### Your task
Reproduce the lines of the listing below, unchanged, between the line holding "# test: point to the green" and the line holding "Query: green grape", inclusive.

### Information provided

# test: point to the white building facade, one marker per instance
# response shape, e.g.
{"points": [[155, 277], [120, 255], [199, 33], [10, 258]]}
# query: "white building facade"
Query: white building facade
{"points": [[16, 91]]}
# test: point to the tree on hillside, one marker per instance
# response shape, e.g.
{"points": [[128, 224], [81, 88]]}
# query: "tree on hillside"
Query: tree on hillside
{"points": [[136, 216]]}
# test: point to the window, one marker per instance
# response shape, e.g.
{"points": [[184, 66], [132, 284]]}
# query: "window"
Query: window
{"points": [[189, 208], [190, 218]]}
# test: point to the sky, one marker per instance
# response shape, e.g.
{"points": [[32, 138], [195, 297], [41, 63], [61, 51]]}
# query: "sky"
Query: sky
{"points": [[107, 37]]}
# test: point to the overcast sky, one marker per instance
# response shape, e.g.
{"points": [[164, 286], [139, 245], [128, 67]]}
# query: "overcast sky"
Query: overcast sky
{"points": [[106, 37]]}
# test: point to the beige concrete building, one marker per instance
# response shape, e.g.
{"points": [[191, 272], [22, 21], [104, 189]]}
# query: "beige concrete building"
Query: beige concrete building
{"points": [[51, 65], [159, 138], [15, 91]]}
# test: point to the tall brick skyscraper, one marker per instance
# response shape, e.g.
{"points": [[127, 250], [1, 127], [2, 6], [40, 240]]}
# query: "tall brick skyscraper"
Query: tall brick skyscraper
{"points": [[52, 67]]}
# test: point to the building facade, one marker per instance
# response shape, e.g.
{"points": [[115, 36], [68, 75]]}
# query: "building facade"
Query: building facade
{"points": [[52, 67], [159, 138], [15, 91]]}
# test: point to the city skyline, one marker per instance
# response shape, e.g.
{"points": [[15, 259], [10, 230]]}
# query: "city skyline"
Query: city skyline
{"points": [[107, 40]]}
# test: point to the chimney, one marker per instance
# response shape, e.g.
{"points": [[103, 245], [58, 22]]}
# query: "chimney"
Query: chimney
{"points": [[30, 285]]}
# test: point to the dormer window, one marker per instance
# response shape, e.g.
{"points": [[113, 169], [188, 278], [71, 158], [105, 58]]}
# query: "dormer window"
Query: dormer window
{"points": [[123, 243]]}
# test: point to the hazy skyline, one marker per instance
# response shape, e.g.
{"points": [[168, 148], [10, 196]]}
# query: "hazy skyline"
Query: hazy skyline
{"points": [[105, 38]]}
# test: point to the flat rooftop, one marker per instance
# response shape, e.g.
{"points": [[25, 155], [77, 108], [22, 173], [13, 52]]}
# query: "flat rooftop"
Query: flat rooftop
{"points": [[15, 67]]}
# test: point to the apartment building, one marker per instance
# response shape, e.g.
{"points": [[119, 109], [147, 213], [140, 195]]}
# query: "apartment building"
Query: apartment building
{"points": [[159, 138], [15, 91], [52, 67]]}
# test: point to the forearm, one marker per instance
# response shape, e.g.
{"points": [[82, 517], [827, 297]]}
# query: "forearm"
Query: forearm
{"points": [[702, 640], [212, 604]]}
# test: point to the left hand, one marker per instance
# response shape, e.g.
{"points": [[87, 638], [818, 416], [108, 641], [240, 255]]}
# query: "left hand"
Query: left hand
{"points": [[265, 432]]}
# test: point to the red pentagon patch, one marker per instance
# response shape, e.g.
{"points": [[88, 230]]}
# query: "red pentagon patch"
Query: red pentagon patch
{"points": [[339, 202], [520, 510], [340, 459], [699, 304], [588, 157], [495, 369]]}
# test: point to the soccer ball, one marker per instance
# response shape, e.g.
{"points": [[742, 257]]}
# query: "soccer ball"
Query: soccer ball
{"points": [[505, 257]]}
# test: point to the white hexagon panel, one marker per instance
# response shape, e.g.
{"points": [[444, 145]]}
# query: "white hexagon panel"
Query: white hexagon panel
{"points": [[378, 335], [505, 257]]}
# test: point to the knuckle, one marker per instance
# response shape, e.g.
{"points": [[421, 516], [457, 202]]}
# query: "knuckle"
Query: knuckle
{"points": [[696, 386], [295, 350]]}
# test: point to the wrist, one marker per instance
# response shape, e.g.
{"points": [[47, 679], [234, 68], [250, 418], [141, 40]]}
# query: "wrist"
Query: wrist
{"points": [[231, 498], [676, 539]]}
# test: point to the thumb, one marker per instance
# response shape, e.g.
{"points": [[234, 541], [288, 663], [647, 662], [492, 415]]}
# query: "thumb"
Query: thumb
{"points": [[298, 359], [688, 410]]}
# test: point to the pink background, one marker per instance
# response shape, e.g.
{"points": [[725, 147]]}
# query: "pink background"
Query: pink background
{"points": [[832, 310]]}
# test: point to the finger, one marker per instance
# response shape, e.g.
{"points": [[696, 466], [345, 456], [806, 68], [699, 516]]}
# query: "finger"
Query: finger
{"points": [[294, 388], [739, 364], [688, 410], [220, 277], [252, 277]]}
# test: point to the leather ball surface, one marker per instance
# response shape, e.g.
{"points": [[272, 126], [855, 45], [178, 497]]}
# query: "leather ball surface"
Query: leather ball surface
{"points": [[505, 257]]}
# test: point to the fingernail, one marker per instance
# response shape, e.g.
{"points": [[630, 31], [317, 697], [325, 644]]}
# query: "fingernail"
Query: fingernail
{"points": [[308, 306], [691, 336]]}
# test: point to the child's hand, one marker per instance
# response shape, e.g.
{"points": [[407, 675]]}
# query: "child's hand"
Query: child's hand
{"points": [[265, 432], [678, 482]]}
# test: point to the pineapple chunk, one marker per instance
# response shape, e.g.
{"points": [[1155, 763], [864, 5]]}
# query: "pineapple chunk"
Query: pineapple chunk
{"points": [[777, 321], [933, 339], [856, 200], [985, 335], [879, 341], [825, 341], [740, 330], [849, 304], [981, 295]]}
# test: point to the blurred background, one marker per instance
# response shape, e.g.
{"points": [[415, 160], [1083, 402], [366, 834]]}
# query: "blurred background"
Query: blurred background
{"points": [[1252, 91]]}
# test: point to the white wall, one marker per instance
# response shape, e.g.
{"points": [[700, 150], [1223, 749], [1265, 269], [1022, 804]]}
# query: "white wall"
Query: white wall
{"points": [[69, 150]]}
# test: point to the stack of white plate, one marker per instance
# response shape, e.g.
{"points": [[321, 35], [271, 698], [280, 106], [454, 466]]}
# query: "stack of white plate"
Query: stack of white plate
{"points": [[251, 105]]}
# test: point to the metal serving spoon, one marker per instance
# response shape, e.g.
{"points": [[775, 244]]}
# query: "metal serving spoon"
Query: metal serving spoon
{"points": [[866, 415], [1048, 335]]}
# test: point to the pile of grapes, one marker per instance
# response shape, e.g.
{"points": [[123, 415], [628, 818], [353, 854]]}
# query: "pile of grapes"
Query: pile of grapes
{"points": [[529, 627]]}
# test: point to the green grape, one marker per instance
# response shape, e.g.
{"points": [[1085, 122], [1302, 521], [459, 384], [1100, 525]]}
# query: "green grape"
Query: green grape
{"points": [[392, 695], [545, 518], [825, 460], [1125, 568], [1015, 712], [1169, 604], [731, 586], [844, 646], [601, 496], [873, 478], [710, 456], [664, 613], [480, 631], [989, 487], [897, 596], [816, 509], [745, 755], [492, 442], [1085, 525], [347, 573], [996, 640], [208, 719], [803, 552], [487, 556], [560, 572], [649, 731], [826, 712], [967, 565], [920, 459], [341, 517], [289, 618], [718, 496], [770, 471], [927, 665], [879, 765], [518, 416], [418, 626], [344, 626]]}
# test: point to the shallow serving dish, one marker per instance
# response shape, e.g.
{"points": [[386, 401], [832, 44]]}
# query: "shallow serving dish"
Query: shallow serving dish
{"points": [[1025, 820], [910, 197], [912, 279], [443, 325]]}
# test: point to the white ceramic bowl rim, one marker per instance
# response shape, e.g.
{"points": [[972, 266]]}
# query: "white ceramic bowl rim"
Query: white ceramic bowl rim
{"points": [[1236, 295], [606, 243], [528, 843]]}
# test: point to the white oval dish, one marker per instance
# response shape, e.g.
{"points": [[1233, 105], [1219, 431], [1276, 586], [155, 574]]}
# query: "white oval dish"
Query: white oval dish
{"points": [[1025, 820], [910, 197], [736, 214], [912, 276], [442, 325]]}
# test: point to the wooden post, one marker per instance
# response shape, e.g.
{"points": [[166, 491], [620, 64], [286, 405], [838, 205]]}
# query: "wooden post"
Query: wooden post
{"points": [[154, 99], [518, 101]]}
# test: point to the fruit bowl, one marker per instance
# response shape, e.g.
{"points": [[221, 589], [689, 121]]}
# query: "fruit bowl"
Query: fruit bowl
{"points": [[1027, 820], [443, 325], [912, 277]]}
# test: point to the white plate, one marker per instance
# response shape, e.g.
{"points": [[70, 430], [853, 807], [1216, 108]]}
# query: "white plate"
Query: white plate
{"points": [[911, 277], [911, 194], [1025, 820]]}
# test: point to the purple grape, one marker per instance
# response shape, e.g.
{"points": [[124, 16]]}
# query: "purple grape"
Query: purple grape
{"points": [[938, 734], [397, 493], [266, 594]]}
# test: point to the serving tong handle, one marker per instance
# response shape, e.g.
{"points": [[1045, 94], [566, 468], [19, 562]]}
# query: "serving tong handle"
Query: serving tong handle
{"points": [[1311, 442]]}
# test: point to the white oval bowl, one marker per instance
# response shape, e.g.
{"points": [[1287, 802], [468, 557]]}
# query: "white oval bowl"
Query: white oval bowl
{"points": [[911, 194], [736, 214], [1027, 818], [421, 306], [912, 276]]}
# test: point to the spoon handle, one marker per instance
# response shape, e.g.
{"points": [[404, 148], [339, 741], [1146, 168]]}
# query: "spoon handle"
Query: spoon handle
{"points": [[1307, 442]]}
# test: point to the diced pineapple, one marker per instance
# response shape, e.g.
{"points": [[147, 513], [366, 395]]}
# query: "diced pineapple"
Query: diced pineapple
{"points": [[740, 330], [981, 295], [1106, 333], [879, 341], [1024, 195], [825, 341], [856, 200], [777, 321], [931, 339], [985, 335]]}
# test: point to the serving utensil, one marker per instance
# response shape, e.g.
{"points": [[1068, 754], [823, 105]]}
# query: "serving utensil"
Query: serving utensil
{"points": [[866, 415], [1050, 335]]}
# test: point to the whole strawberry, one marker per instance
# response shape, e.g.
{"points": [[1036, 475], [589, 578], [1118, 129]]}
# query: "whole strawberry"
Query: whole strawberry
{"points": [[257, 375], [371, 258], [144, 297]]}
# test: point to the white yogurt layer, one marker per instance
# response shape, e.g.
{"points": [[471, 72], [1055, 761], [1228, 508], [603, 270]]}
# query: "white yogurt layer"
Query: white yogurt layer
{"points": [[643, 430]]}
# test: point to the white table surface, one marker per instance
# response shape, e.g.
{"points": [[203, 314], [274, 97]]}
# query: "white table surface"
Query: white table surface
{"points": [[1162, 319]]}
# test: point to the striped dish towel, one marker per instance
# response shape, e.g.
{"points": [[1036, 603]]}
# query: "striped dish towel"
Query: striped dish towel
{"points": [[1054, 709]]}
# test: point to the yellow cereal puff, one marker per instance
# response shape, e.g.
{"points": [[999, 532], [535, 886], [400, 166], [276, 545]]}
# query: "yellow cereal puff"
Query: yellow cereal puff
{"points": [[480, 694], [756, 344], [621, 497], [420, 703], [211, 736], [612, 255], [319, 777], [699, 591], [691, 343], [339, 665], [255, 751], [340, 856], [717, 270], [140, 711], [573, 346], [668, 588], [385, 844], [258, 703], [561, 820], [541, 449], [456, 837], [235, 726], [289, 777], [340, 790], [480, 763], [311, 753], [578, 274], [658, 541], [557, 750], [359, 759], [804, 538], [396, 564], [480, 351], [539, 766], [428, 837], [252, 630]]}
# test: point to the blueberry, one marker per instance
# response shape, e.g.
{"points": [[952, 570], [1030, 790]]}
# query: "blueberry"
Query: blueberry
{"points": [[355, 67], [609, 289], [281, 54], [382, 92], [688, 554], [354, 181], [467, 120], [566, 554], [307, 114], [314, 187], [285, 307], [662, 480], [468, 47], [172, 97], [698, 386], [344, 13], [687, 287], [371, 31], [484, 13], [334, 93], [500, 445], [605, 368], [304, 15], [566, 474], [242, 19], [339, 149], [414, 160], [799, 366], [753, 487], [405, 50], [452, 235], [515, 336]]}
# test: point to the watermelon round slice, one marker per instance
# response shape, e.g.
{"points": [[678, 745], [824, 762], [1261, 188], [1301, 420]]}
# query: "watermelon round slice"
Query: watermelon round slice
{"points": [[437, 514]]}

### Exercise answer
# test: point to the green grape, one marker per instance
# response shape, e.g.
{"points": [[1085, 122], [1302, 521], [459, 384], [1100, 525]]}
# query: "green grape"
Query: green grape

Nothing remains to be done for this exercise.